___ Text shown

Consider the work that Murry would have to do to create a scientifically valid statement out of “Human consciousness and the human mind…are simply the highest functions of ... matter-energy.” That is a statement of pure, unscientific belief—even if one can manage to ignore the bizarre use of the word ‘simply.’ Similarly, “Human beings have no conscious survival after death” is a not a statement that can be supported by any thing we would recognize as science.
The truly scientific mind is humble and is aware that it is limited. It is quite probable, as Huston Smith pointed out, that the human brain in its current evolutionary state is to the nature of reality as dogs' brains are to mathematics.
Pseudo-rationality is worse than just irritating. Contrary to Murry's Unitarian principles, which value a free and responsible search for meaning and truth, this sort of intellectual arrogance inhibits or even shuts down inquiry and reasoned exploration.

______
___ Excerpted records

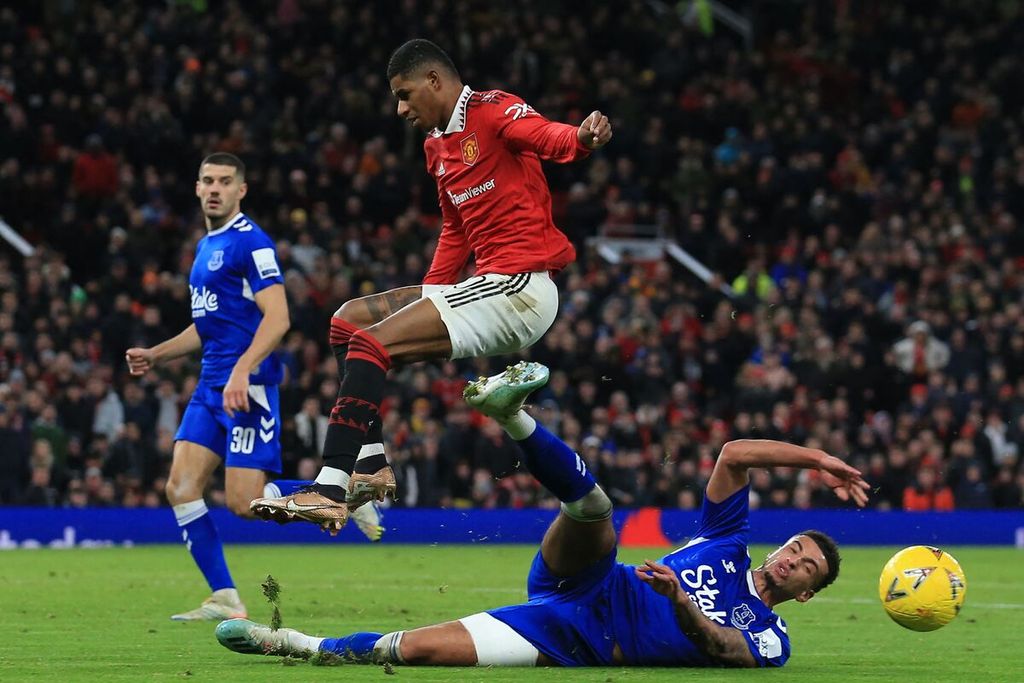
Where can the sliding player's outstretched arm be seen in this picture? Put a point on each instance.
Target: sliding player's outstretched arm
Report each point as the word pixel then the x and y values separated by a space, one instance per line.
pixel 723 644
pixel 142 359
pixel 738 457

______

[Goal of the exercise]
Rewrite the passage on pseudo-rationality starting at "The truly scientific" and ending at "are to mathematics.", changing "dogs' brains" to "cats' brains". Please answer from the passage on pseudo-rationality alone, not from the listing.

[Written answer]
The truly scientific mind is humble and is aware that it is limited. It is quite probable, as Huston Smith pointed out, that the human brain in its current evolutionary state is to the nature of reality as cats' brains are to mathematics.